··· Quoted text
How is it "biased" if its completely true? Leave the word in there and ignore the other IP. 73.68.72.229 ( talk) 12:44, 21 May 2023 (UTC) reply
From Wikipedia, the free encyclopedia

Dealing with the usual bias on Wikipedia

This article, like most politically tinged articles on Wikipedia, is biased, and needs to be fixed. Whoever you people are who tolerate this bias are doing the world a radical disservice. — Preceding unsigned comment added by 47.150.170.65 ( talk) 16:22, 6 January 2020 (UTC) reply

  • Could you highlight the passages in the article that appear to be problematic? Thanks, -- Hammersoft ( talk) 18:51, 6 January 2020 (UTC) reply
You are confusing science with politics. Climate change denial is not just a political opinion, it is a pseudoscience motivated by a political opinion. -- Hob Gadling ( talk) 04:54, 15 January 2020 (UTC) reply
Addition: That is what the reliable sources say - the scientific ones quoted in the article Climate change denial. If you disagree with them, that is your problem, not ours. Please read WP:FALSEBALANCE and WP:LUNATIC. -- Hob Gadling ( talk) 19:05, 1 March 2020 (UTC) reply
Climate change "denial" is an attempt to impose guilt by association on climate skeptics by comparing them to Holocaust deniers. This is unacceptable in an NPOV article. I changed "Denial" to "Skepticism". 75.25.160.162 ( talk) 04:35, 17 February 2021 (UTC)Larry Siegel reply
Your opinion is not relevant. "Denial" is the term used by scientists, so it is the term used by Wikipedia. -- Hob Gadling ( talk) 06:53, 17 February 2021 (UTC) reply
Denial is not a scientific term, even when used by a scientist. Damorbel ( talk) 19:07, 18 June 2022 (UTC) reply
Even if that were true, so what? You want to delete all words that are not "scientific terms"? But climate change denial is an actual phenomenon, and we have WP:RS saying this guy is part of it. End of story. -- Hob Gadling ( talk) 04:05, 19 June 2022 (UTC) reply
Go away. -- JBL ( talk) 12:03, 17 February 2021 (UTC) reply
Agree. But we assume good faith here. They don't realise the consequences of their actions. (Or maybe we are wrong ourselves.)
But the best way to address this is to create an account and start contributing. Don't do that to express your own POV here, that's counterproductive. Instead learn our policies etc (which are not perfect but the best we have, and normally when they fail it's because they are not followed rather than because they are) and then improve Wikipedia. Drop me a line on my talk page if I can help. Andrewa ( talk) 18:20, 11 March 2020 (UTC) reply

The statement that increased CO2 is beneficial

There have been back-and-forth edits related to the words "... having stated that increased carbon dioxide in Earth's atmosphere is beneficial ..." Some edits -- ignoring IPs and ignoring another use of "falsely" later in the paragraph -- are: Scrooge and Marley CPA inserted on April 20, Thincat removed on April 20, Safrolic re-inserted on May 13, Doctorx0079 removed on June 28. JimRenge re-inserted on June 28. (Possibly I've missed something among edits by Hob Gadling and Joel B. Lewis.) I agree with the falsely-opposers but acknowledge that the falsely-supporters are the majority at the moment. Anybody else? Peter Gulutzan ( talk) 18:08, 28 June 2021 (UTC) reply

Thank you for pinging me. The reason I removed the two "falsely" words is not because I believe his claims are true (I don't) but because the two references we give for the statements do not say this. The first is a paper by Moore himself who unsurprisingly does not say his claim is false. The second is a report in the Independent which merely reports what he said without any editorial comment whether it is true or not. We are not providing reliable sources saying his claims are false. See WP:Scientific consensus. Thincat ( talk) 18:46, 28 June 2021 (UTC) reply
There was also a third "falsely", before "claimed that there is no scientific evidence that carbon dioxide contributes to climate change", which was sourced and which was still removed. This whole thing is a transparent attempt at fringe POV pushing. It is common knowledge that climate change is caused by human activity, in spite of all the attempts to hide it by financially an ideologigally interested parties.
······
··· The records
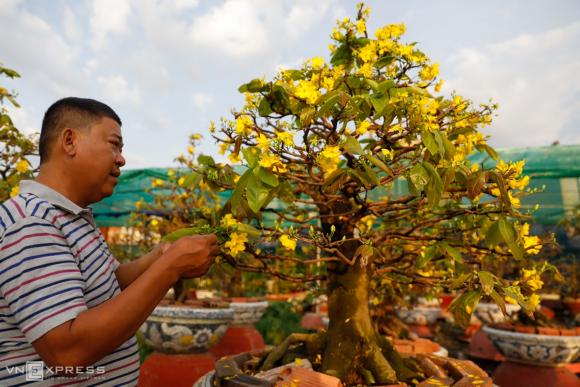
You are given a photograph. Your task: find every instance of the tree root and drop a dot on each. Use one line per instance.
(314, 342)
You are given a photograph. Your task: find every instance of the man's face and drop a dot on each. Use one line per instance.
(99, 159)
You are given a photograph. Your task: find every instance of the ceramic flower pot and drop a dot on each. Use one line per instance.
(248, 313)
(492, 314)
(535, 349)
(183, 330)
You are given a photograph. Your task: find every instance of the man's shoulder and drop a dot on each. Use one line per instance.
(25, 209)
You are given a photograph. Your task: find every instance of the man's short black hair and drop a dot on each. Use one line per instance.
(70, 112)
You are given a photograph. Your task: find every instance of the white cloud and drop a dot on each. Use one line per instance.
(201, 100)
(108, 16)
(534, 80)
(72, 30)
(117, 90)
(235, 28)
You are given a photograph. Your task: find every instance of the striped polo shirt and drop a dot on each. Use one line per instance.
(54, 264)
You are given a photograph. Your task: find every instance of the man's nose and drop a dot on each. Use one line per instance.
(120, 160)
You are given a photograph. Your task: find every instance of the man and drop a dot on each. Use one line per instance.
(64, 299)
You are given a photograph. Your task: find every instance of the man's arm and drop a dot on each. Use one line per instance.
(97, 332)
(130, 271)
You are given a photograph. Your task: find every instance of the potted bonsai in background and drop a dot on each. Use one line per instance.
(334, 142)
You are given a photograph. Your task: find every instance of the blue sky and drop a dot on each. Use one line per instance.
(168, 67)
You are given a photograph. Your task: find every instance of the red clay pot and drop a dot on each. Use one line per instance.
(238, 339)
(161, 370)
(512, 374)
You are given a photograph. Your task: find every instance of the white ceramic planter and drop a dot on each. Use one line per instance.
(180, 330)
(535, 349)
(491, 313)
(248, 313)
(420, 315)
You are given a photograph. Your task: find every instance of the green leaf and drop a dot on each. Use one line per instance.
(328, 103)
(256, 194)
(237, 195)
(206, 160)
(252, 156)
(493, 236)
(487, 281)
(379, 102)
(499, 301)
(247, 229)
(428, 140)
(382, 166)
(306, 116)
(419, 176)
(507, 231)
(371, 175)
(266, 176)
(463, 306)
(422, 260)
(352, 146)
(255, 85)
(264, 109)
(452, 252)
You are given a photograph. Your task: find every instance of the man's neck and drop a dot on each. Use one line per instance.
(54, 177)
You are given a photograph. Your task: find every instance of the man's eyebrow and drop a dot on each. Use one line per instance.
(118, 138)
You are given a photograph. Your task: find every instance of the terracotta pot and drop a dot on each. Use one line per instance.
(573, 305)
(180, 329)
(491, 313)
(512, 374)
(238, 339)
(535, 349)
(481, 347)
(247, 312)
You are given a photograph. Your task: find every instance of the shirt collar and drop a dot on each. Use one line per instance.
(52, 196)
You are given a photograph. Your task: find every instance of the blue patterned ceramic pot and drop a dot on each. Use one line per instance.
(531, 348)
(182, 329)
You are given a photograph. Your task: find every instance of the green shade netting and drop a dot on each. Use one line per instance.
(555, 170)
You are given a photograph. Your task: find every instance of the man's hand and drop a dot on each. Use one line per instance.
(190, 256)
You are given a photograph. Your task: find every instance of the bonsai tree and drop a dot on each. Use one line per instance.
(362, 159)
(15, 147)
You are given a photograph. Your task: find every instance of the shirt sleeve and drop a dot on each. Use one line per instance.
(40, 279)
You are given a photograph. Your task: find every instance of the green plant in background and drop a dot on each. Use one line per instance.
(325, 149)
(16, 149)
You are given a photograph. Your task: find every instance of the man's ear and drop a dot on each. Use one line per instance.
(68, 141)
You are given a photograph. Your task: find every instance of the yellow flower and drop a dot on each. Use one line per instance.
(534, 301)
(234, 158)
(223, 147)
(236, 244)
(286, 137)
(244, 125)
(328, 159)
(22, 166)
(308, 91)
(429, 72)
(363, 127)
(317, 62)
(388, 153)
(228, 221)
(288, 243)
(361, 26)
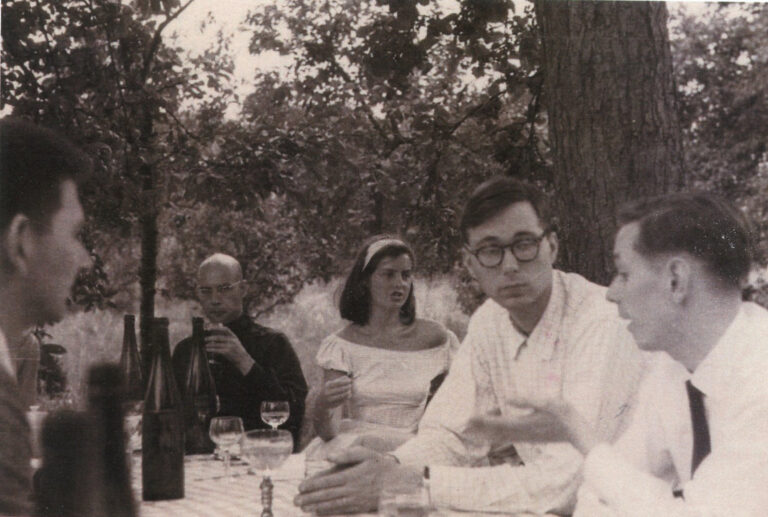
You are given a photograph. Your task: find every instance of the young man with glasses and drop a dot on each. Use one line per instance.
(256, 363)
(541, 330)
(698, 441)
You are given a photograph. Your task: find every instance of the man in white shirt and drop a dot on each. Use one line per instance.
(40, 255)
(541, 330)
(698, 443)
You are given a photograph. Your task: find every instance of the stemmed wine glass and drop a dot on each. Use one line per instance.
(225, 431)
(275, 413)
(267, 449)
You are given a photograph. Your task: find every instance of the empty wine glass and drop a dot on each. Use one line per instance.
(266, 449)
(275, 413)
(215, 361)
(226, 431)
······
··· The records
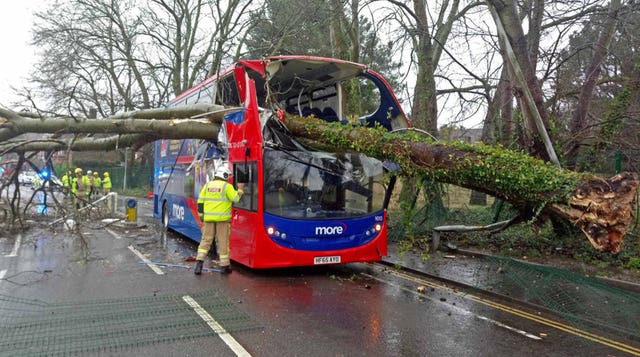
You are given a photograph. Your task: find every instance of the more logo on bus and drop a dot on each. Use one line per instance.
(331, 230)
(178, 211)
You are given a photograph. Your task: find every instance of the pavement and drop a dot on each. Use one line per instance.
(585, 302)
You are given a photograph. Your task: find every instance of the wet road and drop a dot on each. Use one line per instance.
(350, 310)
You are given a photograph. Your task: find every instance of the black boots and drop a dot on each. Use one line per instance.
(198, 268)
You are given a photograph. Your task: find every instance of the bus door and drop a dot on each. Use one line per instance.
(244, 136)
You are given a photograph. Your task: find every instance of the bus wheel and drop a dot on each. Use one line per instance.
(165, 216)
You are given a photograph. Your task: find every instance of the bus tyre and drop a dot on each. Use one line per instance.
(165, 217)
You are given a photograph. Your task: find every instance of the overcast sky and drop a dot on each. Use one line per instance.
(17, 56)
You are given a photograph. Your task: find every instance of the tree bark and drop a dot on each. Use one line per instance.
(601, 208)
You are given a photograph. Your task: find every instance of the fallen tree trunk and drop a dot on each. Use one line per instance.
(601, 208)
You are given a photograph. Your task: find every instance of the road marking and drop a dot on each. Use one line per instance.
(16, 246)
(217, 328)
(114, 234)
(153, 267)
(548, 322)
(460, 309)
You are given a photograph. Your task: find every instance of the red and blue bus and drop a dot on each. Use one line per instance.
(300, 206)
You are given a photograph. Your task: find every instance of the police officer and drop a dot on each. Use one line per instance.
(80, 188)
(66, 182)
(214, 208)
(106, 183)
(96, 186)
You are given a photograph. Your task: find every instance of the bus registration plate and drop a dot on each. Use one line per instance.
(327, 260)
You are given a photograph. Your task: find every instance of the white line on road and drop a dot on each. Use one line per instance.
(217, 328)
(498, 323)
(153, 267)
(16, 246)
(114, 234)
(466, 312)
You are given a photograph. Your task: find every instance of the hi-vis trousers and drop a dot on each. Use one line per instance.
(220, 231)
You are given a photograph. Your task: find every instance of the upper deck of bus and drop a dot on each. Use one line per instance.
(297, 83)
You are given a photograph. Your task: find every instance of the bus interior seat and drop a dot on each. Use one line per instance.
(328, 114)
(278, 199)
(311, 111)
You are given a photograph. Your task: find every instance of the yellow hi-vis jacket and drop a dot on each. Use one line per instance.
······
Short task 1>
Answer these questions from the talk page text.
(a) What word did the 2021 comment replace "Denial" with?
(b) Who removed the inserted words on April 20?
(c) According to Hob Gadling, what is climate change denial?
Short task 2> Convert the records that begin with the line containing "the white line" and end with the line containing "the yellow hi-vis" into a numbered list, leaving out any blank lines.
The talk page text and the records were taken from separate sources.

Written solution 1>
(a) "Skepticism"
(b) Thincat
(c) A pseudoscience motivated by a political opinion

Written solution 2>
1. You are given a photograph. Your task: find every instance of the white line on road and drop a dot on each. Use one line per instance.
2. (217, 328)
3. (498, 323)
4. (153, 267)
5. (16, 246)
6. (114, 234)
7. (466, 312)
8. You are given a photograph. Your task: find every instance of the hi-vis trousers and drop a dot on each. Use one line per instance.
9. (220, 231)
10. You are given a photograph. Your task: find every instance of the upper deck of bus and drop a dot on each. Use one line per instance.
11. (297, 83)
12. You are given a photograph. Your task: find every instance of the bus interior seat and drop a dot on each. Use one line per instance.
13. (328, 114)
14. (278, 199)
15. (311, 111)
16. You are given a photograph. Your task: find every instance of the yellow hi-vis jacket and drop a dot on each. Use one line per instance.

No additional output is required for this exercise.